* _Exercises_:
A – List every newspaper and magazine named in the biography of Howard Ashton.
B – Go on with the biography of Howard Ashton, starting right after its last sentence.

* _Page_:
:::
- Born: 9 August 1877 Islington, London, England
- Died: 30 April 1964 (aged 86) New South Wales, Australia
- Occupations: Writer; journalist; artist,; critic;
- Spouse: Mary Ethel Roberts
- Children: Three sons, one daughter
- Parent(s): Julian Rossi Ashton (father), Eliza Ann Pugh (mother)

= Julian Howard Ashton =

English journalist, writer, artist and critic (1877–1964)

Julian Howard Ashton (9 August 1877 – 30 April 1964), often referred to as Howard Ashton, was a journalist, writer, artist and critic born in England, who had a considerable career in Australia.

==History==
Ashton was born in Islington, London, a son of Julian Rossi Ashton and his wife Eliza Ann Pugh, who with their family moved to Melbourne in 1878, and Sydney five years later, where his father founded his famous
art school.

Ashton became a junior shipping reporter of The Sydney Morning Herald but, two years later, he moved to Melbourne, where he was given the position of reporter by The Argus. He also drew portraits for the Sydney Daily Telegraph in his late teenage years and early adulthood. By his early twenties, Ashton had become a well-known figure in the local media and newspaper companies, writing music, literary and art reviews. He was given the title of music critic in 1910.
Ashton was celebrated for his short stories in The Bulletin, following which success he began selling his paintings in art galleries, then began writing for British magazines such as Pall Mall Gazette and Chambers's Journal.
:::
* _Given information_:

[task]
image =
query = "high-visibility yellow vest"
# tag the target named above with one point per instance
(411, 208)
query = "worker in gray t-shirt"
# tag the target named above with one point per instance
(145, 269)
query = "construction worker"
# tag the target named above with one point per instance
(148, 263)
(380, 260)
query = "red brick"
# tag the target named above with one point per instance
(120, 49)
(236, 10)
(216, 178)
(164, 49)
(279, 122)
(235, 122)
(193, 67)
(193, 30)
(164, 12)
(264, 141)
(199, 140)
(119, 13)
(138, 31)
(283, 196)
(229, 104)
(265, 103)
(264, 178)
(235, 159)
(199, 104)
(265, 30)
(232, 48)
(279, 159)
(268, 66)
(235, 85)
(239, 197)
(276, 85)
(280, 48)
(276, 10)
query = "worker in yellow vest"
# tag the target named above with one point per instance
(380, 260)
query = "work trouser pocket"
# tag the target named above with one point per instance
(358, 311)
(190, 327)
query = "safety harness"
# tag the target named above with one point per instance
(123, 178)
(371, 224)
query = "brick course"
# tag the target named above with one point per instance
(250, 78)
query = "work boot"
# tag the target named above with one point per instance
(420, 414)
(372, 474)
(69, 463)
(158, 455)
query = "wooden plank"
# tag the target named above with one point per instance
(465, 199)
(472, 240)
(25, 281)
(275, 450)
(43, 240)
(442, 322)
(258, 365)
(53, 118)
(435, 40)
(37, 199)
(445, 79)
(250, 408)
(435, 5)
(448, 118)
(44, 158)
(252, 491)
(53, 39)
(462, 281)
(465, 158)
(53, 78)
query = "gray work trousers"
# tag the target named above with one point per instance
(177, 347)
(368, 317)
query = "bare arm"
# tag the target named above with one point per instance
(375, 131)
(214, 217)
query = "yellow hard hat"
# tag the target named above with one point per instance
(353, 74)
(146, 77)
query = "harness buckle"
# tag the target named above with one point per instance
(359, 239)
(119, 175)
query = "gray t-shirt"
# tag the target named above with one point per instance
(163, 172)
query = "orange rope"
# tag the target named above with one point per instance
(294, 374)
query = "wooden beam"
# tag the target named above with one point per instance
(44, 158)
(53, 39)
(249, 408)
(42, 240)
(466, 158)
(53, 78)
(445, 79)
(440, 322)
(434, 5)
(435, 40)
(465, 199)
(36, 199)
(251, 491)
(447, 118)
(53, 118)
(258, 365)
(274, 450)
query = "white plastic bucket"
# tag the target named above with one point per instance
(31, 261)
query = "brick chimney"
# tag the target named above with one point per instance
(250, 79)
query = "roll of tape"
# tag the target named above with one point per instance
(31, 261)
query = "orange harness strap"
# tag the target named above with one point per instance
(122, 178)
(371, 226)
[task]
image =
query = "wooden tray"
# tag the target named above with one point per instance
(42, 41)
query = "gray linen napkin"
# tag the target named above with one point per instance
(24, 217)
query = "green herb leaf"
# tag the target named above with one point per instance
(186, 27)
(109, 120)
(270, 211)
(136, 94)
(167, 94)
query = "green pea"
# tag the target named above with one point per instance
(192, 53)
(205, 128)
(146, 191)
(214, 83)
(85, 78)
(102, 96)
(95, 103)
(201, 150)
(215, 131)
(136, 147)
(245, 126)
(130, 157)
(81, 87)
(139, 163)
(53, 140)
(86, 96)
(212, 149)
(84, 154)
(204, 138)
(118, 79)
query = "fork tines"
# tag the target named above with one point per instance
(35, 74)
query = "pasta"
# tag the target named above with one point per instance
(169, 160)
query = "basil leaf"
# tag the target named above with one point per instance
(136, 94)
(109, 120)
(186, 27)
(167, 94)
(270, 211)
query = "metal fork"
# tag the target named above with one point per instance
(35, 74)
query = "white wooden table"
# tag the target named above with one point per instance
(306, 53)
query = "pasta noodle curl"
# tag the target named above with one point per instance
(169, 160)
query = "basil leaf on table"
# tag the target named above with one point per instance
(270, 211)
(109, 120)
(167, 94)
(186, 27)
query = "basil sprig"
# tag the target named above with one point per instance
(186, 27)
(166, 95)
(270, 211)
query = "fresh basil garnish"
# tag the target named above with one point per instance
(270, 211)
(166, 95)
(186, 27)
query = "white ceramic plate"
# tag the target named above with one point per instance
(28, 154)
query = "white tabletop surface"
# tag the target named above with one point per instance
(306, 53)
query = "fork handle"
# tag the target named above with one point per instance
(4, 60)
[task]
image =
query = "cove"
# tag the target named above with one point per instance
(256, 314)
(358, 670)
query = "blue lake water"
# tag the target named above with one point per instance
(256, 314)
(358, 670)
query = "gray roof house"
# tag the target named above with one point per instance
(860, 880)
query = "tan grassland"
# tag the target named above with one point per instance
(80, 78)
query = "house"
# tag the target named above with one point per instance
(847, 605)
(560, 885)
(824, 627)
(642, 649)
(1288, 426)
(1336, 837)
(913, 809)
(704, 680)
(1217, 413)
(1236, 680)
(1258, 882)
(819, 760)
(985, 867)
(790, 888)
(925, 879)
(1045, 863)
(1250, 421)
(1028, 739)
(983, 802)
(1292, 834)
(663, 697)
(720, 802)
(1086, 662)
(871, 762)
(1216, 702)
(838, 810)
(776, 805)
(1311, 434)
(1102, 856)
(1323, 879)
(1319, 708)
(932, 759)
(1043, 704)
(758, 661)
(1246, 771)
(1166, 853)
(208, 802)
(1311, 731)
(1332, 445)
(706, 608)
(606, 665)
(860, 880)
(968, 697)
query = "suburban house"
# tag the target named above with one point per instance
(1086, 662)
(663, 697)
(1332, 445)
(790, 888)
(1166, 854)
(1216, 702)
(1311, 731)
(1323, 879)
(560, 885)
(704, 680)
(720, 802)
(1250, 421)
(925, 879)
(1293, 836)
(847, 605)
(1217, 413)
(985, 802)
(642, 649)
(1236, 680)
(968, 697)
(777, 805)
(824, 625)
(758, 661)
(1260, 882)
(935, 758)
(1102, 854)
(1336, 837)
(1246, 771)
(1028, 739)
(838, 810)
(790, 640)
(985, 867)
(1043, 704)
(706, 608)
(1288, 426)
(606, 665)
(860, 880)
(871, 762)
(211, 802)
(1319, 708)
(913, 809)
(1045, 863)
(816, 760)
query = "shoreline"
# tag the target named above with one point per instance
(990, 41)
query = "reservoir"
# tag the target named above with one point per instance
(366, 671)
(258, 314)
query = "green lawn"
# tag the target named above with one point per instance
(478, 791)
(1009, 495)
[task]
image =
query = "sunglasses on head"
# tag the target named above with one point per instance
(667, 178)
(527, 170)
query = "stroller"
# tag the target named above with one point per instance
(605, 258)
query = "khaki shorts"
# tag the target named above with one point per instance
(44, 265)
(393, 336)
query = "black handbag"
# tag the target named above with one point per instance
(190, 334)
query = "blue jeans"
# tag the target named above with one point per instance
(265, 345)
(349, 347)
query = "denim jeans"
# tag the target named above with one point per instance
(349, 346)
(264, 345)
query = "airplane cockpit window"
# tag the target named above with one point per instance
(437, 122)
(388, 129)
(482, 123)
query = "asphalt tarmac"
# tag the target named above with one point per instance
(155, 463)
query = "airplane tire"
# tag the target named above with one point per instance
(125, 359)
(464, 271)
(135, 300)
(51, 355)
:::
* _Outputs for the tasks_:
A – The Sydney Morning Herald, The Argus, Sydney Daily Telegraph, The Bulletin, Pall Mall Gazette, Chambers's Journal

B –
He became a respected and dedicated member of magazines and newspaper companies. He resumed his criticism of music, and other arts in 1926, when he was made an associate editor.

Ashton had never worked as a full-time artist; however despite this, in 1938 he won the Sydney sesquicentenary prize for landscape drawings. Ashton was, as well as an artist, a musician who had been known to entertain guests and lodgers at his Mosman house; it was because of this that the suggestion of forming the first Sydney String Quartet was put forward.

Ashton was an amateur entomologist specialising in cicadas.

He was president of the Royal Art Society from 1942 to 1945 or later (his father held that office 1897–1898 and 1907–1921).

Ashton died at age 86 in New South Wales and was cremated.

==Family==
Ashton was the eldest child of artist Julian Rossi Ashton and Eliza Ann, née Pugh, his first wife.
While attending his father's art school, Ashton began a relationship with Mary Ethel Roberts (died 18 December 1945), whom he married on 24 January 1908. Together, they had three sons and one daughter. A month after his wife's death, Ashton resigned from The Sun in order to devote his time to painting and reading, and to be closer to his family.

Their third son, J(ulian) Richard Ashton, and his wife Edith Wendrida "Wenda" Ashton, née Smith, ran the Julian Ashton Art School from 1960.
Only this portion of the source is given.